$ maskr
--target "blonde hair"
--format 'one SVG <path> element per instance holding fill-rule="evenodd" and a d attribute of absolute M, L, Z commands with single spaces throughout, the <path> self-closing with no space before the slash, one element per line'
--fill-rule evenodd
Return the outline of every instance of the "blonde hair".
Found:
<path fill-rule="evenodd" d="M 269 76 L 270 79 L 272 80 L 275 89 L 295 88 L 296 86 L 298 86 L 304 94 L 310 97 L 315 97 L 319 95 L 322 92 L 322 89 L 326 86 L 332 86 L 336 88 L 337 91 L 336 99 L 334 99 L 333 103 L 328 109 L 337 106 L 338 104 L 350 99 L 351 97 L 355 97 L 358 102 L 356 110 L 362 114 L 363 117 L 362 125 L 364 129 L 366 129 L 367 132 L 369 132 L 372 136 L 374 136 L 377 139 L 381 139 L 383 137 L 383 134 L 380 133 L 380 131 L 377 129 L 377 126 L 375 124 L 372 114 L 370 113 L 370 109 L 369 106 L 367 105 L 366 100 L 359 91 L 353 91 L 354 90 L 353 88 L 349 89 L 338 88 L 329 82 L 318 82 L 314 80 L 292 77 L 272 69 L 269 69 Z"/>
########################################
● **Prompt**:
Give back, exactly as written, the stretch from the line with "--fill-rule evenodd" through the line with "Return the outline", and no other lines from the records above.

● **Solution to the problem**:
--fill-rule evenodd
Return the outline of every instance of the "blonde hair".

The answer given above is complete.